Copy every line below, requests included, and shift each coordinate in the answers by -49.
# RECORDS FOR THIS EXERCISE start
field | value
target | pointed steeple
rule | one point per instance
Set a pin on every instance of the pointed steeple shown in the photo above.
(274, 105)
# RECORDS FOR THIS EXERCISE end
■ **PROBLEM SOLUTION**
field | value
target | pointed steeple
rule | one point per instance
Set a pin on every instance of the pointed steeple shown in the photo above.
(225, 56)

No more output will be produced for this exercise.